PROBLEM REQUIREMENTS: Reproduce word for word the lines of the material below, starting with the line that contains "Place a dot on every instance of the red" and going on through the last line of the material, both included.

- - -

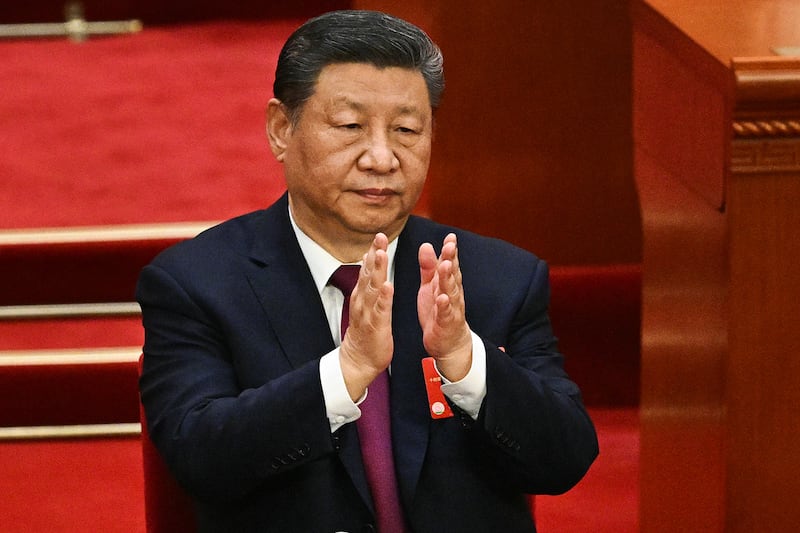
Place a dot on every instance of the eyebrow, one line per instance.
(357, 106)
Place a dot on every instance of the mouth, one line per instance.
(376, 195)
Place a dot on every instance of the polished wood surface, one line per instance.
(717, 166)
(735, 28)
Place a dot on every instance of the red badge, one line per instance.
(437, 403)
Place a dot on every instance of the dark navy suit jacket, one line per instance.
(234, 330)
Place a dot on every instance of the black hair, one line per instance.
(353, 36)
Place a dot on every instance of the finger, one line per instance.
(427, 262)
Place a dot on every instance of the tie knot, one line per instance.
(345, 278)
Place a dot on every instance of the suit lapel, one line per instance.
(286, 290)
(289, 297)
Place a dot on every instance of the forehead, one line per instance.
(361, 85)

- - -

SOLVED EXERCISE:
Place a dot on every instance of the red badge, one line per instance.
(437, 403)
Place a dot on every instance of the dark navy suit jacket, one line per instance.
(234, 330)
Place a dot on every instance of the black hair, one line per instance.
(353, 36)
Place a dot on every instance of the finger, one line per instance.
(427, 262)
Place a dot on every instance of the tie knot, one line per instance.
(345, 278)
Place a dot on every instance of the suit lapel, one line per instance.
(286, 290)
(289, 297)
Place a dot on every instance of the forehead, one line per instance.
(361, 85)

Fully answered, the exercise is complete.